* What needs to be done *
Switch every "Target" to "Label" in the items below, and leave all other text unchanged. Write the items out again without the pictures.

Pointing and labeling items:

━━━━━━━━━━

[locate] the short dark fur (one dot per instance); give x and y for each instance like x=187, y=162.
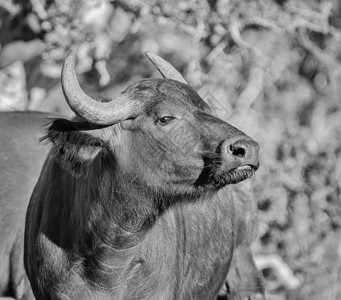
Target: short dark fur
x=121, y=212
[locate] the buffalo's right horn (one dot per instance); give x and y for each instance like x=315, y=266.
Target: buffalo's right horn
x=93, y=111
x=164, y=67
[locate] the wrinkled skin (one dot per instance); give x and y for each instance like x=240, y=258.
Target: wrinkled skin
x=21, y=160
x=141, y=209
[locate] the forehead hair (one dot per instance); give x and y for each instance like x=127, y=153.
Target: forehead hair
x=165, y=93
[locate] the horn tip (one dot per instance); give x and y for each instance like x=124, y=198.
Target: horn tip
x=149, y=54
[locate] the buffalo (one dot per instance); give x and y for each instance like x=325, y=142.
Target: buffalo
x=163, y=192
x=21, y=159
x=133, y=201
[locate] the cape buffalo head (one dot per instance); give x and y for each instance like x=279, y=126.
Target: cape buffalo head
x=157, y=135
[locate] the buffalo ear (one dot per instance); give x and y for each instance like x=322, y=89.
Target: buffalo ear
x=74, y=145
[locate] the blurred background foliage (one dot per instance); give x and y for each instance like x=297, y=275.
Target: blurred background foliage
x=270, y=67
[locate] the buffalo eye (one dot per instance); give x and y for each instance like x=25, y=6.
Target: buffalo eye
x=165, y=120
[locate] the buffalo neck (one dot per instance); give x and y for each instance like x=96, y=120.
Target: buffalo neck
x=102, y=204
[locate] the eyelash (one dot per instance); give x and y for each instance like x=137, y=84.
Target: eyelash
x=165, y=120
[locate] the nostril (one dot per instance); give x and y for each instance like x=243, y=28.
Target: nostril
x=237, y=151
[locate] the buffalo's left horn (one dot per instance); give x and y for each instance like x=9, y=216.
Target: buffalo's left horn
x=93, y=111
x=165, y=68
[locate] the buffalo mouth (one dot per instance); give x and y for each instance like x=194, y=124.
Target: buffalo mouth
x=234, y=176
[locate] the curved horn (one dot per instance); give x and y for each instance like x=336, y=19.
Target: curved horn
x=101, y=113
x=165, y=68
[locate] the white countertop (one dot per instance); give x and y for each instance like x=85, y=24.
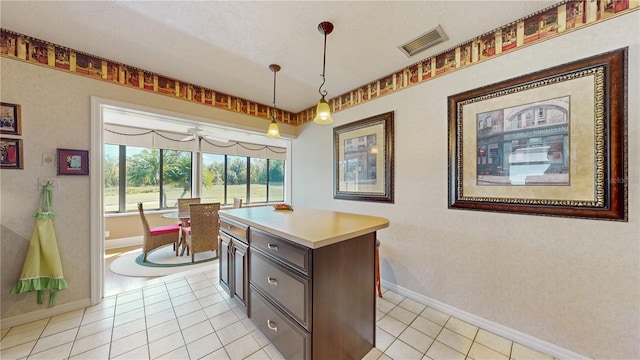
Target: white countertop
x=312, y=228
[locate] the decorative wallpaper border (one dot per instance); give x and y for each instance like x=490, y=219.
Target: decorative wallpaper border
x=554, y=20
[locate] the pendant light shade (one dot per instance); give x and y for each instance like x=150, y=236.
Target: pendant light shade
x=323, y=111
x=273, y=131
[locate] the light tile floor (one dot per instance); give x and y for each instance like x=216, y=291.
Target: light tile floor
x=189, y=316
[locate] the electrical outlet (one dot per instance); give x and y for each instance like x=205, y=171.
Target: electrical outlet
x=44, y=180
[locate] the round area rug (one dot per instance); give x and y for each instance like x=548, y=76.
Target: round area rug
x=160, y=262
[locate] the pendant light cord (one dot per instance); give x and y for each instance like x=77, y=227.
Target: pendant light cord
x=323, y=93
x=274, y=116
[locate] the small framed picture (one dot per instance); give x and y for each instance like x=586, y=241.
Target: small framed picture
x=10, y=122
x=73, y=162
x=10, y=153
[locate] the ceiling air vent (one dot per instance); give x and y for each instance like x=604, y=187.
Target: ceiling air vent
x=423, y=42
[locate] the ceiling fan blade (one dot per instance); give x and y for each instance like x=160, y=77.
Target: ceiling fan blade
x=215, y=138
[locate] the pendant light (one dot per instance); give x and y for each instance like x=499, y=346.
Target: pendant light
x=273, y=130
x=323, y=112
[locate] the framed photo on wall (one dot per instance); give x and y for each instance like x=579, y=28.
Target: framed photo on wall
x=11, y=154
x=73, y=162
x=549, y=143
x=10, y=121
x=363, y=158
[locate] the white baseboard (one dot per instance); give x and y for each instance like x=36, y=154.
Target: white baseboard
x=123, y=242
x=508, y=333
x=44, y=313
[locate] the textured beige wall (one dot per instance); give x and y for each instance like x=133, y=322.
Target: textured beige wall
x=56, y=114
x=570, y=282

━━━━━━━━━━

* Output for this exercise *
[locate] the short dark fur (one dot per instance); give x and y for each instance like x=187, y=162.
Label: short dark fur
x=121, y=212
[locate] the buffalo's right horn (one dot per instance); give x and y for each instance like x=315, y=266.
Label: buffalo's right horn
x=93, y=111
x=164, y=67
[locate] the wrinkled skin (one dot per instance); give x and y for each instance like x=240, y=258.
Label: wrinkled skin
x=21, y=160
x=141, y=209
[locate] the forehead hair (one dot per instance); give x and y for each instance like x=127, y=153.
Label: forehead hair
x=165, y=93
[locate] the horn tip (one dot per instance); give x and y for each instance like x=124, y=198.
Label: horn tip
x=149, y=54
[locate] the buffalo (one dot per instance); give x and y for each instance like x=325, y=142.
Label: buffalo
x=163, y=192
x=21, y=159
x=133, y=201
[locate] the cape buffalo head (one dot per instance); give x and y for each instance like x=279, y=126.
Label: cape buffalo head
x=157, y=135
[locate] the buffalo ear (one dot per instance); give x and y for each instance like x=322, y=89.
Label: buffalo ear
x=74, y=145
[locate] the blurred background foliage (one dot per instance); give x and y for each instance like x=297, y=275.
Label: blurred background foliage
x=270, y=67
[locate] the buffalo eye (one dot per instance); give x and y for each instance like x=25, y=6.
Label: buffalo eye
x=165, y=120
[locate] the buffalo neck (one dot per instance); give x and y for each instance like x=96, y=120.
Label: buffalo neck
x=102, y=204
[locate] the eyelash (one dot per instance); give x and y for each instance like x=137, y=84.
Label: eyelash
x=165, y=120
[locate] the nostril (one dot per instance); give x and y for each instance like x=243, y=28.
Label: nostril
x=237, y=151
[locate] the buffalo's left horn (one dot per instance); give x and y for each instance like x=9, y=216.
Label: buffalo's left horn
x=93, y=111
x=165, y=68
[locate] the buffalo mouth (one dot per instance); give x and y for each instance like x=194, y=124.
Label: buffalo mouth
x=234, y=176
[locate] the curved horn (one dot per instance); give x and y for each instance like x=336, y=19.
Label: curved horn
x=101, y=113
x=165, y=68
[locate] the white countertop (one dot per instance); give x and y for each instance like x=85, y=24.
Label: white countertop
x=312, y=228
[locate] the decorative wallpaper border (one dot per instance); give x and y for each instance like x=490, y=219.
Label: decorative wallpaper border
x=554, y=20
[locate] the pendant light shade (one dot per instance); give x and y for each instance like x=150, y=236.
Label: pendant light shade
x=323, y=111
x=273, y=131
[locate] the light tile floor (one dot per instance); give x and y for each instance like x=216, y=291.
Label: light tile floor
x=189, y=316
[locate] the electrical outlet (one dot per instance); give x and y for each instance like x=205, y=171.
Label: electrical outlet
x=44, y=180
[locate] the round area rug (one dot per instance); give x and y for each instance like x=548, y=76.
Label: round area rug
x=160, y=262
[locate] the pendant light cord (one dot per instance); give x and y for each instance like x=77, y=227.
Label: pendant light cord
x=323, y=93
x=274, y=116
[locate] the small framed picture (one dot per instance); give x and y for each instance like x=586, y=241.
Label: small framed picture
x=10, y=122
x=73, y=162
x=10, y=153
[locate] the ceiling air vent (one dot per instance); give x and y for each instance like x=604, y=187.
Label: ceiling air vent
x=423, y=42
[locate] the ceiling fan blade (one dot per instance); give x and y for each instance like x=160, y=77.
Label: ceiling fan blade
x=215, y=138
[locate] the pendant light (one dot per instance); give x and y for each instance like x=499, y=346.
Label: pendant light
x=273, y=130
x=323, y=112
[locate] the framed photo on wall (one dot per instance); give x and y for each instance like x=579, y=28.
Label: framed photo on wall
x=11, y=154
x=73, y=162
x=549, y=143
x=10, y=121
x=363, y=158
[locate] the white baseboard (one dot per instance); give x and y for each instance like x=36, y=154.
Label: white baseboard
x=123, y=242
x=508, y=333
x=44, y=313
[locate] the textured beige wall (one dot per instance); give x and y for each instance like x=133, y=322.
Label: textured beige wall
x=56, y=114
x=570, y=282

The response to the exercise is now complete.